# Start of Text segment

A repeatable workflow: read → validate → transform → publish

This is the mental model that scales.

Read

Use GDAL-backed reading for GIS formats, or read from Parquet.

CREATE OR REPLACE TABLE src AS
SELECT *
FROM ST_Read('data/input/admin.gpkg', layer='adm1');

Or:

CREATE OR REPLACE TABLE src AS
SELECT *
FROM read_parquet('data/input/admin_adm1.parquet');

Validate

Fix invalid and remove empties:

CREATE OR REPLACE TABLE cleaned AS
SELECT
  * EXCLUDE (geom),
  ST_MakeValid(geom) AS geom
FROM src
WHERE geom IS NOT NULL;

CREATE OR REPLACE TABLE cleaned AS
SELECT *
FROM cleaned
WHERE geom IS NOT NULL AND NOT ST_IsEmpty(geom);

Transform

Ensure SRID and reproject to your publishing CRS:

CREATE OR REPLACE TABLE projected AS
SELECT
  * EXCLUDE (geom),
  ST_Transform(geom, 4326) AS geom
FROM cleaned;

Publish

Export as Parquet (and optionally GeoParquet depending on your toolchain):

COPY projected
TO 'data/output/admin_adm1.parquet'
(FORMAT PARQUET);

Optional: add bbox columns before publishing (useful for prefilters):

CREATE OR REPLACE TABLE published AS
SELECT
  *,
  ST_XMin(geom) AS xmin,
  ST_YMin(geom) AS ymin,
  ST_XMax(geom) AS xmax,
  ST_YMax(geom) AS ymax
FROM projected;

COPY published
TO 'data/output/admin_adm1.parquet'
(FORMAT PARQUET);

Minimal reproducible project layout

A simple structure that scales from laptop experiments to CI builds:

geodata/
  input/
    admin.gpkg
    roads.shp
  sql/
    01_read.sql
    02_clean.sql
    03_project.sql
    04_publish.sql
  output/
    admin_adm1.parquet
  duckdb/
    pipeline.duckdb

Recommended practice:

keep SQL scripts small and single-purpose
publish versioned outputs (e.g., folder output/v2026_01_27/)

# End of Text segment
# Start of Data shown

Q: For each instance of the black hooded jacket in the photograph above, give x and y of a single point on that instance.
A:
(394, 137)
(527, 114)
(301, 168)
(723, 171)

# End of Data shown

- [Given request 1] List every table that the workflow guide creates with CREATE OR REPLACE TABLE.
- [Given request 2] In the workflow guide, what SRID does the Transform step reproject geometries to?
- [Given request 3] Extend the workflow guide from its final recommended practice, keeping its technical style.
The records come from a separate source, unrelated to the workflow guide.

- [Right answer 1] src, cleaned, projected, published

- [Right answer 2] 4326

- [Right answer 3]
always validate outputs by re-reading them (trust but verify)

A “first 10 minutes” checklist for any dataset

When you open a new dataset, run these in order:

Load spatial extension
Read into src
Row count and sample rows
Geometry type distribution
Invalid and empty geometry counts
SRID min/max
Bbox extents and sanity check
Decide publishing CRS (portable) and measurement CRS (analytics)
Clean + project
Export Parquet and re-read to confirm schema

A compact set of queries you can copy-paste:

-- types
SELECT ST_GeometryType(geom), COUNT(*) FROM src GROUP BY 1;

-- validity
SELECT COUNT(*) FROM src WHERE geom IS NOT NULL AND NOT ST_IsValid(geom);

-- srid
SELECT MIN(ST_SRID(geom)), MAX(ST_SRID(geom)) FROM src;

-- extent
SELECT
  MIN(ST_XMin(geom)), MIN(ST_YMin(geom)),
  MAX(ST_XMax(geom)), MAX(ST_YMax(geom))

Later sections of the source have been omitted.